• [Task to carry out] Reproduce verbatim everything from the first line of the items down through the line containing "[0, 0], [0, 85]]", including that line.

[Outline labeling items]
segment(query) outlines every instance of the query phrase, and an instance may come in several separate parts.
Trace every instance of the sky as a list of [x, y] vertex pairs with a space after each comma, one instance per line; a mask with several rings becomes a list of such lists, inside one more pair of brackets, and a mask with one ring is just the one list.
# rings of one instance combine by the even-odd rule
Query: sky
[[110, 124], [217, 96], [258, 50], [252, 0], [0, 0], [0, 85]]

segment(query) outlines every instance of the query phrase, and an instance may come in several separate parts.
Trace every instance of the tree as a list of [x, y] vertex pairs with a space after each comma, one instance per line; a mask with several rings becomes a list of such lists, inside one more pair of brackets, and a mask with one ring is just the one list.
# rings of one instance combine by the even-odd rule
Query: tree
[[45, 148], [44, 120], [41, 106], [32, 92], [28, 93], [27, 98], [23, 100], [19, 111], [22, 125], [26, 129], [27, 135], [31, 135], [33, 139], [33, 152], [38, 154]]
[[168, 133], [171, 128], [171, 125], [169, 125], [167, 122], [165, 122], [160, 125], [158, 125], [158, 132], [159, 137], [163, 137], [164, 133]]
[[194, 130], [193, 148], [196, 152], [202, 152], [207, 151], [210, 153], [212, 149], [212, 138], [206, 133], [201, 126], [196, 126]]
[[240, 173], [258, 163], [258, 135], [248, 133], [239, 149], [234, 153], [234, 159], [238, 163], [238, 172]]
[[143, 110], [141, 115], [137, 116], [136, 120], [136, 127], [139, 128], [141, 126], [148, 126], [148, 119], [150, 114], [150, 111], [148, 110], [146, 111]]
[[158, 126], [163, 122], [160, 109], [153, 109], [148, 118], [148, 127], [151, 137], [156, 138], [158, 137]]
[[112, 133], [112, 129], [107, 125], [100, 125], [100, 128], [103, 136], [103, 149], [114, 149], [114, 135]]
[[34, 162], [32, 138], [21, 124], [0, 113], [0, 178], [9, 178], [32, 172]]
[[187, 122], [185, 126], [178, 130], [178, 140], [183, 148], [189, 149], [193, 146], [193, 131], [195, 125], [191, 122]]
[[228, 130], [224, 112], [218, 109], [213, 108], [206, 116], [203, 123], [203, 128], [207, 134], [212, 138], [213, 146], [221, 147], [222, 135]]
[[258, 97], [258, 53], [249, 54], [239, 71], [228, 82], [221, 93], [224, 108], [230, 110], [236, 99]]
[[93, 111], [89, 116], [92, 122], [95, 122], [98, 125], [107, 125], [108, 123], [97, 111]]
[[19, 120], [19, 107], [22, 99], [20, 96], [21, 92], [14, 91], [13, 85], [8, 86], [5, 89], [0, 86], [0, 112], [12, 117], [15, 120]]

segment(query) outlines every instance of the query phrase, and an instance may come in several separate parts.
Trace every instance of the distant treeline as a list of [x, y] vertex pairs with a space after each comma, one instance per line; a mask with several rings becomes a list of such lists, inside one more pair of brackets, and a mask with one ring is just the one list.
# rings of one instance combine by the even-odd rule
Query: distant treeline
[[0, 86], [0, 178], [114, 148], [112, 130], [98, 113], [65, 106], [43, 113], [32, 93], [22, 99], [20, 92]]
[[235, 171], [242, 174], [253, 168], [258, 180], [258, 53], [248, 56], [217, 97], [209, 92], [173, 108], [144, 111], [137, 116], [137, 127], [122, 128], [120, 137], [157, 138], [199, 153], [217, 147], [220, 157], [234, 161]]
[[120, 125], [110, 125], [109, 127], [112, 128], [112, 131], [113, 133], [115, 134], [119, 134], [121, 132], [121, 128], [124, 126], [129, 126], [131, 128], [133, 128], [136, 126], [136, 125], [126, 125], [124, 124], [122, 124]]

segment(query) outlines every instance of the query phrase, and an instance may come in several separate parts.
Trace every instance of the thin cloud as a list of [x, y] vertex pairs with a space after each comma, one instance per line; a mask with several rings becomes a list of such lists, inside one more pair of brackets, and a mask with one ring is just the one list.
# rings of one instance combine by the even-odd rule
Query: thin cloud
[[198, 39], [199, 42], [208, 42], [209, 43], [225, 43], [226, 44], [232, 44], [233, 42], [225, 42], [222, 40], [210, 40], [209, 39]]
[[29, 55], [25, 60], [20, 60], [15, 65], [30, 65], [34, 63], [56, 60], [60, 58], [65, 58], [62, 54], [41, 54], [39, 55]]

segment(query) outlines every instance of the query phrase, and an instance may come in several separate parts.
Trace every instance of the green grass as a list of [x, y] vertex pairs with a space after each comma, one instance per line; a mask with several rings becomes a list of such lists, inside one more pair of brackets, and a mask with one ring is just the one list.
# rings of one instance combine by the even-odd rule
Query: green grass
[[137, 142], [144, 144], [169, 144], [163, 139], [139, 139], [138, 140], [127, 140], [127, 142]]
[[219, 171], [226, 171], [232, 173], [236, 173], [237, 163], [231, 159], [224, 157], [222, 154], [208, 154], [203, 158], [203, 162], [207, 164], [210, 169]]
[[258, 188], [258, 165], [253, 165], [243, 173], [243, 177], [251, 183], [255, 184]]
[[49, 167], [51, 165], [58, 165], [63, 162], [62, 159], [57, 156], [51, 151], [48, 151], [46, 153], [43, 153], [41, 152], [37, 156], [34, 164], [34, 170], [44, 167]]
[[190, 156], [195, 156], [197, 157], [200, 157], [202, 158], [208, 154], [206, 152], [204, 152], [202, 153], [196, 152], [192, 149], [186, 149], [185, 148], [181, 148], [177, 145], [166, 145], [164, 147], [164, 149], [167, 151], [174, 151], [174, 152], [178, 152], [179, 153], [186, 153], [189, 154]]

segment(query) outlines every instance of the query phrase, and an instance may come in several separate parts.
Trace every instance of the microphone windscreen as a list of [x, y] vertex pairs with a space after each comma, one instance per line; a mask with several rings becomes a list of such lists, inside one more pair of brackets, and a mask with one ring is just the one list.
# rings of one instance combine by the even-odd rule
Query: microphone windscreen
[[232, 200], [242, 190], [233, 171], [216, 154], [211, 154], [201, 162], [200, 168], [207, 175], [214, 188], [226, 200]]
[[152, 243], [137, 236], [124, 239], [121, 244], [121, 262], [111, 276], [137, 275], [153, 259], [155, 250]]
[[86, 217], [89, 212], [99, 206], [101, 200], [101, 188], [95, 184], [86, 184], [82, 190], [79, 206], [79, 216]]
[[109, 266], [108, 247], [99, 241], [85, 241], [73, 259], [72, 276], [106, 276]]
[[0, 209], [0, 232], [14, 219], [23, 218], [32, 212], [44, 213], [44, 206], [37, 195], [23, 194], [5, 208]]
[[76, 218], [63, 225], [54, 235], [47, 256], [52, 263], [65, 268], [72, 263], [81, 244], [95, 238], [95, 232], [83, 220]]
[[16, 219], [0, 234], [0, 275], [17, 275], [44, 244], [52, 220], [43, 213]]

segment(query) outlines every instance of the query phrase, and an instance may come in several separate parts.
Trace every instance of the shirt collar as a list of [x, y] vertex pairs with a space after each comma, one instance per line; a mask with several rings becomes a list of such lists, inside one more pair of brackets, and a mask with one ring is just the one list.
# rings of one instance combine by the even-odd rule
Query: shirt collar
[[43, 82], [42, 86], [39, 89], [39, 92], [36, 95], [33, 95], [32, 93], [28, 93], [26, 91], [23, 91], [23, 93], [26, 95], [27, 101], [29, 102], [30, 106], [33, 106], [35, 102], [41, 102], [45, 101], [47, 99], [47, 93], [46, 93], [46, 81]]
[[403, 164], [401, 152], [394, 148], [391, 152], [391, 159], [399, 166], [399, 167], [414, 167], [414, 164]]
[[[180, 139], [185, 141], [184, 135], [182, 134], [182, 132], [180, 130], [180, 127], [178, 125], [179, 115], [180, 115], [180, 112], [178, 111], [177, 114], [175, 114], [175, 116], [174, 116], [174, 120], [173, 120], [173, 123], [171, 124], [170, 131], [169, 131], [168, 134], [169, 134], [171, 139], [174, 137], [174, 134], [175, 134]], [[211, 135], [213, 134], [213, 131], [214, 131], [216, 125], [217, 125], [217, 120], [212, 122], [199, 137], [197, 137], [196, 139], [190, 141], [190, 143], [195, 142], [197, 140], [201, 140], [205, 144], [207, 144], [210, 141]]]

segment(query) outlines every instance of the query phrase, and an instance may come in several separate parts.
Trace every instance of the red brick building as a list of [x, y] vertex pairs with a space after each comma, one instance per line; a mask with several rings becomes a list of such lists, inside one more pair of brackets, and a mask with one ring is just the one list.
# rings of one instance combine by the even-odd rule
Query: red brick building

• [Response to the task]
segment(query) outlines every instance of the query phrase, and an instance may come in several separate parts.
Trace every instance of the sky as a list of [x, y] vertex pairs with a space after each comma, one instance per line; a mask with several rings becomes a list of such lists, inside one more pair of brackets, and a mask with one ring is just the one list.
# rings of one instance combine by the even-odd rule
Query: sky
[[110, 124], [217, 96], [258, 50], [252, 0], [0, 0], [0, 85]]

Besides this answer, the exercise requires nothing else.